* _Directive_
Please reproduce every one of the rows below word for word, in the same order.
--------------------------------
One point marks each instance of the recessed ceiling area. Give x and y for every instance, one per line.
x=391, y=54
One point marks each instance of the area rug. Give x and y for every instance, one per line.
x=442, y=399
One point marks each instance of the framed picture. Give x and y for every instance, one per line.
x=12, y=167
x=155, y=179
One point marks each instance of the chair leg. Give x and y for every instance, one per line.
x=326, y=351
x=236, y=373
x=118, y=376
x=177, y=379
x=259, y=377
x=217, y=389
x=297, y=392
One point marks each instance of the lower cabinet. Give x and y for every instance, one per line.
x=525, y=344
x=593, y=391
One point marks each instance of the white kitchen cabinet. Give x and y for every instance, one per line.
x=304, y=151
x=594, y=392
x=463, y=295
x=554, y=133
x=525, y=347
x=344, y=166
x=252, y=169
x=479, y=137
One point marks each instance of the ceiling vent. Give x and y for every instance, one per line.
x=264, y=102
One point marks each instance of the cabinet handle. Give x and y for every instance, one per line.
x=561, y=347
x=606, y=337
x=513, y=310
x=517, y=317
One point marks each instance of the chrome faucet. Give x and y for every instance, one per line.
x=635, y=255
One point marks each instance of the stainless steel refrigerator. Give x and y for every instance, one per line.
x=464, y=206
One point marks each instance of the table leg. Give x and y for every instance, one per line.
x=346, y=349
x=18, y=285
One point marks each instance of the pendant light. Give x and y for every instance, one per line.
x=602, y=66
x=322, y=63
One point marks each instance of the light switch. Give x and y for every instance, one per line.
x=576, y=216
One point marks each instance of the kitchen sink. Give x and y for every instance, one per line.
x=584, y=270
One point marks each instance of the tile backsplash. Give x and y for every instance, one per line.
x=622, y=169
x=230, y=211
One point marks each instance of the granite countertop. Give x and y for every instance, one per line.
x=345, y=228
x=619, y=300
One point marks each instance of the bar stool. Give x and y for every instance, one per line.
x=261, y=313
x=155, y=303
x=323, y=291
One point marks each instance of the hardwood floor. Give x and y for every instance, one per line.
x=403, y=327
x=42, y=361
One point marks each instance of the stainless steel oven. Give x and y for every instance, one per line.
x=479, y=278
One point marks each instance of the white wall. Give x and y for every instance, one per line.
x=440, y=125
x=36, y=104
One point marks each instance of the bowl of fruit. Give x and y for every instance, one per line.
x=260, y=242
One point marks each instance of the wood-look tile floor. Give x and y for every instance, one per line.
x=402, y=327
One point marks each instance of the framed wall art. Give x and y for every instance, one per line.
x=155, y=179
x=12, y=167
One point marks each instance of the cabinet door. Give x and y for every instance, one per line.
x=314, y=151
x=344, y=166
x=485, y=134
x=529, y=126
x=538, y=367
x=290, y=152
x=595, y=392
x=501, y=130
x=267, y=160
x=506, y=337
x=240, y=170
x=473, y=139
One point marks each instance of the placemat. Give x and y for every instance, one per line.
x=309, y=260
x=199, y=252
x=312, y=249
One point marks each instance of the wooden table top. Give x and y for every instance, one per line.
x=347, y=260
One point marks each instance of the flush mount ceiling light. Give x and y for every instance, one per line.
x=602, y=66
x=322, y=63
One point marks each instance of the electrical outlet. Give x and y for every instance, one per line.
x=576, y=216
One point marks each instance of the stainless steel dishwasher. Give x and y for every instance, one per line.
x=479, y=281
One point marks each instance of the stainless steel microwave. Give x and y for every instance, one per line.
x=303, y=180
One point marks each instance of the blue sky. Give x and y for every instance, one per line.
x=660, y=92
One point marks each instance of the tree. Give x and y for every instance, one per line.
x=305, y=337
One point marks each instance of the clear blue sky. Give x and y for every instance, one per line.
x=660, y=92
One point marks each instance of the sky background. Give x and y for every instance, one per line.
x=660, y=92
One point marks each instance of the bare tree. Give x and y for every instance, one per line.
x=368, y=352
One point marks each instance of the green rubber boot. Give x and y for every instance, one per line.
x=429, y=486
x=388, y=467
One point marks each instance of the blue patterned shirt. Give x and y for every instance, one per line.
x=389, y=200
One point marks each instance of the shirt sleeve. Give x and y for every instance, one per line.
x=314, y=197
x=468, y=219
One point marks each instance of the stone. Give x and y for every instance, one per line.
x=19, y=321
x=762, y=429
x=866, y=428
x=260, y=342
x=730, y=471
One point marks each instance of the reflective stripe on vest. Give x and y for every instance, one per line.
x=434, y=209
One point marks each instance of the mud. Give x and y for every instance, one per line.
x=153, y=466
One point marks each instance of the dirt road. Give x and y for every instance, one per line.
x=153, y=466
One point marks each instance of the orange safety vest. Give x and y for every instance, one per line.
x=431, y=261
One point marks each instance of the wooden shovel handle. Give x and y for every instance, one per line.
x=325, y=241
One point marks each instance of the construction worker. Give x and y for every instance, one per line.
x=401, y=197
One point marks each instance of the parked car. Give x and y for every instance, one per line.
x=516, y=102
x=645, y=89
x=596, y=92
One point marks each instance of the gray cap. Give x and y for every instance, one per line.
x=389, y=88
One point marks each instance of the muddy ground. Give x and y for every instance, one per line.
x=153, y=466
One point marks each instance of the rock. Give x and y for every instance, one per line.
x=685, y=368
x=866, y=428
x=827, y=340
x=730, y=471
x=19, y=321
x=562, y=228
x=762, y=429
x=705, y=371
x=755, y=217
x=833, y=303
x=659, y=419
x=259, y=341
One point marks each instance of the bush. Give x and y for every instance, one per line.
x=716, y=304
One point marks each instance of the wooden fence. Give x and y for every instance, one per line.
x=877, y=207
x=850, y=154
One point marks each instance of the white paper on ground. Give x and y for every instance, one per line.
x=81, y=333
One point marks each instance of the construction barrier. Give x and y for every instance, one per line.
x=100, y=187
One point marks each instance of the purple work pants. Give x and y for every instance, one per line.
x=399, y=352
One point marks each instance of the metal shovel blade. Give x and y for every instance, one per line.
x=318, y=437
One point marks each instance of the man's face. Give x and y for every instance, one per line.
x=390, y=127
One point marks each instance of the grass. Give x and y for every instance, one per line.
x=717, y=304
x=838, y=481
--------------------------------
* _Result_
One point marks each instance of the recessed ceiling area. Give x and y for every instance, one per line.
x=391, y=54
One point marks each instance of the area rug. Give x and y for every instance, one per line.
x=442, y=399
One point marks each instance of the framed picture. Give x and y for every instance, one per line.
x=12, y=167
x=155, y=179
One point marks each instance of the chair leg. Give x and y for every instance, one per line.
x=326, y=351
x=236, y=373
x=118, y=376
x=177, y=379
x=259, y=377
x=217, y=389
x=297, y=392
One point marks each instance of the lower cabinet. Give x and y for every instance, one per line.
x=525, y=344
x=593, y=391
One point marks each instance of the white kitchen cabinet. Give x and y for every instance, one per line.
x=304, y=151
x=594, y=392
x=463, y=295
x=554, y=133
x=525, y=347
x=344, y=166
x=252, y=169
x=479, y=137
One point marks each instance of the ceiling vent. Give x and y for every instance, one per line.
x=264, y=102
One point marks each instance of the cabinet handle. Give x and y for every instance, one per line.
x=561, y=347
x=606, y=337
x=513, y=310
x=517, y=317
One point marks each instance of the chrome faucet. Give x and y for every instance, one per line.
x=635, y=255
One point marks each instance of the stainless steel refrigerator. Give x and y for every instance, one per line.
x=464, y=206
One point marks each instance of the table leg. Give x and y for every instance, one per line.
x=346, y=349
x=18, y=285
One point marks each instance of the pendant light. Give x and y for every instance, one per line.
x=602, y=66
x=322, y=63
One point marks each instance of the light switch. Give x and y for every instance, one per line.
x=576, y=216
One point marks each instance of the kitchen sink. Give x and y for every instance, one per line.
x=584, y=270
One point marks each instance of the tile backsplash. Give x and y for every instance, one per line.
x=622, y=169
x=230, y=211
One point marks each instance of the granite countertop. Give x and y for every instance, one per line.
x=345, y=228
x=619, y=300
One point marks each instance of the bar stool. Give x and y for every instance, one per line.
x=261, y=313
x=155, y=303
x=323, y=291
One point marks each instance of the hardwood floor. Give x and y for every instance, one per line.
x=403, y=327
x=42, y=361
One point marks each instance of the stainless steel oven. Give x and y for every instance, one per line.
x=479, y=278
One point marks each instance of the white wall. Give x and y for every instance, one per line.
x=440, y=125
x=36, y=104
One point marks each instance of the bowl of fruit. Give x and y for every instance, one per line.
x=260, y=242
One point marks each instance of the wood-look tile floor. Give x and y for every instance, one per line.
x=402, y=327
One point marks each instance of the framed wall art. Give x and y for every instance, one per line.
x=155, y=179
x=12, y=167
One point marks each instance of the cabinet door. Give x and y for every instance, one per line.
x=314, y=151
x=344, y=166
x=485, y=134
x=529, y=126
x=538, y=367
x=290, y=152
x=595, y=392
x=501, y=130
x=267, y=160
x=506, y=337
x=240, y=170
x=473, y=139
One point marks each instance of the placemat. Give x and y for every instance, one per line.
x=309, y=260
x=199, y=252
x=312, y=249
One point marks each instance of the wooden table top. Give x and y for every instance, one per line.
x=347, y=260
One point marks each instance of the flush mount ceiling light. Give x and y for every instance, one per line.
x=602, y=66
x=322, y=63
One point marks each instance of the electrical outlet. Give x and y for every instance, one per line.
x=576, y=216
One point marks each instance of the stainless steel dishwasher. Give x and y for every instance, one per line.
x=479, y=281
One point marks each instance of the stainless steel microwave. Give x and y for every instance, one per line.
x=303, y=180
One point marks each instance of the blue sky. Give x and y for every instance, one per line.
x=660, y=92
One point marks each instance of the tree. Give x and y for every instance, one per line.
x=305, y=337
One point marks each instance of the clear blue sky. Give x and y for every instance, one per line.
x=660, y=92
One point marks each instance of the sky background. Give x and y for every instance, one per line.
x=660, y=92
One point marks each instance of the bare tree. Give x and y for every instance, one per line.
x=368, y=352
One point marks each instance of the green rubber boot. Give x and y for every instance, one per line.
x=429, y=486
x=388, y=467
One point marks each instance of the blue patterned shirt. Give x and y for every instance, one per line.
x=389, y=200
One point marks each instance of the shirt sleeve. Give x and y for every instance, one per line.
x=314, y=197
x=468, y=219
One point marks each instance of the stone. Give x and y for every instance, one per line.
x=19, y=321
x=762, y=429
x=866, y=428
x=260, y=342
x=730, y=471
One point marks each instance of the reflective stripe on vest. Give x and y for every instance, one per line.
x=434, y=209
One point marks each instance of the mud. Give x and y for every instance, one per line.
x=153, y=466
One point marks each instance of the dirt road. Give x and y for every instance, one per line.
x=153, y=466
One point marks each instance of the orange safety vest. Give x and y for every instance, one per line.
x=431, y=261
One point marks each instance of the wooden shovel handle. Give x and y for every instance, one per line.
x=325, y=241
One point marks each instance of the construction worker. Give x and y for every instance, one per line.
x=401, y=197
One point marks each instance of the parked car. Give x and y for every instance, one per line.
x=516, y=102
x=645, y=89
x=596, y=92
One point marks each instance of the gray cap. Give x and y for every instance, one per line.
x=389, y=88
One point marks each instance of the muddy ground. Give x and y for every instance, one per line.
x=153, y=466
One point marks each instance of the rock. Give x and y for every instance, one per line.
x=685, y=368
x=866, y=428
x=827, y=340
x=730, y=471
x=19, y=321
x=562, y=228
x=762, y=429
x=705, y=371
x=755, y=217
x=833, y=303
x=659, y=419
x=259, y=341
One point marks each instance of the bush. Give x and y for every instance, one per line.
x=716, y=304
One point marks each instance of the wooden fence. Give x and y for every instance, one per line.
x=877, y=207
x=850, y=154
One point marks each instance of the white paper on ground. Give x and y for every instance, one per line.
x=81, y=333
One point marks each instance of the construction barrier. Give x and y for every instance, one per line.
x=100, y=187
One point marks each instance of the purple work pants. Give x and y for every instance, one per line.
x=399, y=352
One point marks each instance of the metal shovel blade. Give x and y for every instance, one per line.
x=318, y=437
One point marks each instance of the man's face. Give x and y for every instance, one per line.
x=390, y=127
One point marks each instance of the grass. Give x and y for every instance, one per line.
x=717, y=304
x=838, y=481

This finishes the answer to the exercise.